Talking about the depths of heartbreak is so seamless for Ryan Trey that he can easily contextualize it while describing his love for hookah at the same time. In mid-October at Atlanta’s Billboard Studios, the St. Louis-born, Atlanta-based artist is refreshingly honest. And it’s not the type of honesty that feels pompous enough to perceive him as the “nice guy” in romantic relationships. He’s keenly aware of his mistakes.
In turn, his songs about relationship woes sound as turbulent as a hurricane — making you want to save him upon the first listen. “Rather be dead ‘cause without you I’d be dead inside,” he sings on “Seeing Signs,” a track from his forthcoming album.
“I’m just hurt, you know,” he said. “Like, just really hurt. Even now, when I listen to certain things, I’m like, ‘Why did I say that?’ ... I’m still apologizing for the way things fell out.”
“Streets Say You Miss Me,” the singer’s major label debut album, drops on Friday, Nov. 3. And, like most of his projects, it’s inspired by a recent breakup. But this time, Trey is as remorseful as he is rebellious. Across 13 tracks, he delivers a sometimes caustic and sometimes heartfelt ode to a soured relationship that became even messier after the breakup. The album boasts features from Mariah the Scientist, Vory, Chase Shakur and NoCap.
“As I was going through this thing in my love life, it kind of gave me things to say. It was like a catch-22 because the substance was there, but there’s a version of me that wishes I didn’t have to go through anything I went through to get the music I got.”
Credit: arvin.temkar@ajc.com
Credit: arvin.temkar@ajc.com
The new LP chronicles the aftermath of a breakup that occurred roughly two years ago. At the time, Trey lived in Los Angeles and admits that he embarked on a bitter summer feud with his ex just to prove how much he didn’t care about her, although he did. Things got as petty as subliminal Instagram posts and awkward run-ins with them arguing in public.

### ENTRIES
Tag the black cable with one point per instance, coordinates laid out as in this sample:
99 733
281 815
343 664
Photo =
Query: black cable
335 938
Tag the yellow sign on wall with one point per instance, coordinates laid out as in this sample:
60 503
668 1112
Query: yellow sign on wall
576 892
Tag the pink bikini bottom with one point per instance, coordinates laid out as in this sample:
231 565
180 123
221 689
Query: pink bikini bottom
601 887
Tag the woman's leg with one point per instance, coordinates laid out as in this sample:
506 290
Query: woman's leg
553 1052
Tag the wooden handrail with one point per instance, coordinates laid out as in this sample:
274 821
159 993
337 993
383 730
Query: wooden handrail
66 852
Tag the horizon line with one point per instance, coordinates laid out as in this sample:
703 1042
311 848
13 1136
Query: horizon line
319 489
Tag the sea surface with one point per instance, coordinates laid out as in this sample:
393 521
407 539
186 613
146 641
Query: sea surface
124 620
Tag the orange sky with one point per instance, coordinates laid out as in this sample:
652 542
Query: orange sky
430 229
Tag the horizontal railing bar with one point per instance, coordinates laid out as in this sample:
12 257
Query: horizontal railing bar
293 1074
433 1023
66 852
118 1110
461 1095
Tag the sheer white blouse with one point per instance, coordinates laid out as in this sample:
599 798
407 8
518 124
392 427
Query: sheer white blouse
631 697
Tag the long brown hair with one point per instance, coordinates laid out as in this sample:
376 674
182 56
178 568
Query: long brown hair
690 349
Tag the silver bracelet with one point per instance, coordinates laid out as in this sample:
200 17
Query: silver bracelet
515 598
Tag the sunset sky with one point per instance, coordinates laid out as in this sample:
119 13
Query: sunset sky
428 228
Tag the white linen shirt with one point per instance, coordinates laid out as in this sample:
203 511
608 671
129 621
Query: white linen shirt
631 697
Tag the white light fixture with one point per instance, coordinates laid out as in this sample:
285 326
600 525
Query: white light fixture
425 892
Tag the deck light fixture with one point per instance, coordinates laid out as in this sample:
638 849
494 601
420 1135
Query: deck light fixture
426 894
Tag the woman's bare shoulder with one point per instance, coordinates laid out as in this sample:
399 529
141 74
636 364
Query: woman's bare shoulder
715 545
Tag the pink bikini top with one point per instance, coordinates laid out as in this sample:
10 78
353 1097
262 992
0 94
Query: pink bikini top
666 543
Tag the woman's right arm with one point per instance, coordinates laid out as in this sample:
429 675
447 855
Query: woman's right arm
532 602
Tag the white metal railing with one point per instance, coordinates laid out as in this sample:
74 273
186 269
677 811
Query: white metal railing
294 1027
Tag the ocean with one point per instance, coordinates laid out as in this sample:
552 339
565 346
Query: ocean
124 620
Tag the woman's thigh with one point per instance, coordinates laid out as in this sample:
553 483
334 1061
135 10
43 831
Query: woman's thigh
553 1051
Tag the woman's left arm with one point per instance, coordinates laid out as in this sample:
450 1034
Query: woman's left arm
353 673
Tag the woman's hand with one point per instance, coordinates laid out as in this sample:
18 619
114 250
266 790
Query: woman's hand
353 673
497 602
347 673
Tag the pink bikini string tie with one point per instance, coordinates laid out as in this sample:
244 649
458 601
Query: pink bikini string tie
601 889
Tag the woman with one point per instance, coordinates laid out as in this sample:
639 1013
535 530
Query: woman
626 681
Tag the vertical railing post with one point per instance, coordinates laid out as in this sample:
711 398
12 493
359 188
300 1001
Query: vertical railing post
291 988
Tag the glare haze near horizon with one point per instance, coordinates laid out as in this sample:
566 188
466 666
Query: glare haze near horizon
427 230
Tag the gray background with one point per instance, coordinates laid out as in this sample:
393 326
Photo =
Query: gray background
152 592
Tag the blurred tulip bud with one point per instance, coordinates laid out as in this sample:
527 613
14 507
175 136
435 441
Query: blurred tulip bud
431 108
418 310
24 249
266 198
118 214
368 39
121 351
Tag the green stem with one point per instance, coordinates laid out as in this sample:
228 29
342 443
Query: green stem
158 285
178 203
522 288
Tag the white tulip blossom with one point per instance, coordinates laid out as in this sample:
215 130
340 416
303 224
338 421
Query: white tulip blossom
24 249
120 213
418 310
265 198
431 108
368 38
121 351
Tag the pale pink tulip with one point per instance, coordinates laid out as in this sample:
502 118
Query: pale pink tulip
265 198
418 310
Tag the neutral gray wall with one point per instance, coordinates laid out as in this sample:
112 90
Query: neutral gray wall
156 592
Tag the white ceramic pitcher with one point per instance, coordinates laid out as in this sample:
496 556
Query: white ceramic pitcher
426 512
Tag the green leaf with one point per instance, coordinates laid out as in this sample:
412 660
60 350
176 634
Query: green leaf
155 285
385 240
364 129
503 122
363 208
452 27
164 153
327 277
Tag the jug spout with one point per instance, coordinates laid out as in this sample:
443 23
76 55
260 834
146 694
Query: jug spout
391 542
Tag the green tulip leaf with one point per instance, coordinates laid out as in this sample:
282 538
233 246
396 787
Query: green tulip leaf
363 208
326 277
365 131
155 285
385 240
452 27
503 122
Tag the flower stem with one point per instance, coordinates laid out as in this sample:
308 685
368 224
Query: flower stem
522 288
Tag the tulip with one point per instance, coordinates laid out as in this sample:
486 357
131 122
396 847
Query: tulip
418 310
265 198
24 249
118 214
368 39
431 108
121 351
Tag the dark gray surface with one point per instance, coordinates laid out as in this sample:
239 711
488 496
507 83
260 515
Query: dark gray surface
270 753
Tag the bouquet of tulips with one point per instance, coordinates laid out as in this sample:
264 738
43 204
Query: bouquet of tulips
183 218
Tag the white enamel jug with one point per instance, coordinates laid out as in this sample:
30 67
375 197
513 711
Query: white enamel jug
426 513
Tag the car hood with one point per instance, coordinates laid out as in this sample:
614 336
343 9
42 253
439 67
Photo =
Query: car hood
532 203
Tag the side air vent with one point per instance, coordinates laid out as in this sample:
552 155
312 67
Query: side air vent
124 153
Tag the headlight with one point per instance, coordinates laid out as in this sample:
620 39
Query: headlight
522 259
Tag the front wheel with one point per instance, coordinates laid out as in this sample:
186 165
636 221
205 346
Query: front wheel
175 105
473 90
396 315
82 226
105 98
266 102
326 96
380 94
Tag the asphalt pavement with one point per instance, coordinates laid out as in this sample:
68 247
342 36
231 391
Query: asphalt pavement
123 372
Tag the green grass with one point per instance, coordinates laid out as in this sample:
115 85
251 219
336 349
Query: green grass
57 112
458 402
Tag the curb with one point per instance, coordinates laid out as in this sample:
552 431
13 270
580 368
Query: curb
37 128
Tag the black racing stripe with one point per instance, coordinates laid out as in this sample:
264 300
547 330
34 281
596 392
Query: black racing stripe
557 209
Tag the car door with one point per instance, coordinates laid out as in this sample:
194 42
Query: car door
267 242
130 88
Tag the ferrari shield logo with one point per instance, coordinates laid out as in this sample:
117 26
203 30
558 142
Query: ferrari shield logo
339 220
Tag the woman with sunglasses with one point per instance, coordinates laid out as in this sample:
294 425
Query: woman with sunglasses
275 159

### EXERCISE REQUIREMENTS
- a) How many tracks are on Ryan Trey's new album, according to the article about him?
- b) Pick up the article about Ryan Trey after its last sentence and keep writing it.

### SOLVED TASKS
- a) 13 tracks.

- b)
“I’d Rather Not,” the album’s opener, is backed by booming chords that blare so loudly in the beginning to introduce an important declaration that Trey wants you to know: he’s no longer responding to texts from his ex (“Thinking to myself, ‘Oh my god can’t go down this road again’/ [Expletive] so hard cause I can’t hold back the feelings I’m holding in,” he sings on the track). The acoustic strings of “Redwing Drive” make Trey’s detailed reflection on the demise of his relationship sound like a sweet lullaby. But, by the end of the song, it transforms into bars of denial that attempt to mask his pain. “Ain’t Even Friends,” which features Mariah the Scientist, finds the pair trading lines about how much they mourn a failed romance.
“(We were) trying to one up each other in hopes of making each other jealous, so like staying outside, talking to new people we didn’t really care about just to get under each other’s skin knowing neither of us are really like outside type of people,” the 24-year-old said about the breakup. “Regardless of how fine we may act like we are, we’re just hurt it ended the way it did... I may look like I’ve moved on, but the streets are telling her the opposite and it sounds more like I missed her and I’m telling her the same thing.”
The drama highlighted in Trey’s new music stems from his previous relationships. Although Trey was born and raised in St. Louis, his family moved to Washington, D.C., when he was in third grade, and he stayed there until his freshman year of high school when he returned to St. Louis. That’s when he experienced his first heartbreak from someone he considered his childhood sweetheart.
“It was tough because not only was that the girl I wanted to be with, she was also my segue to stay in touch with everybody in D.C., so I kind of went through this depression,” Trey said. “I went to four different high schools in four years. I never had a set friend group, which kind of threw me into music because I was always in my room a lot, just being by myself and I started writing and stuff like that. That’s what threw me into making music in general.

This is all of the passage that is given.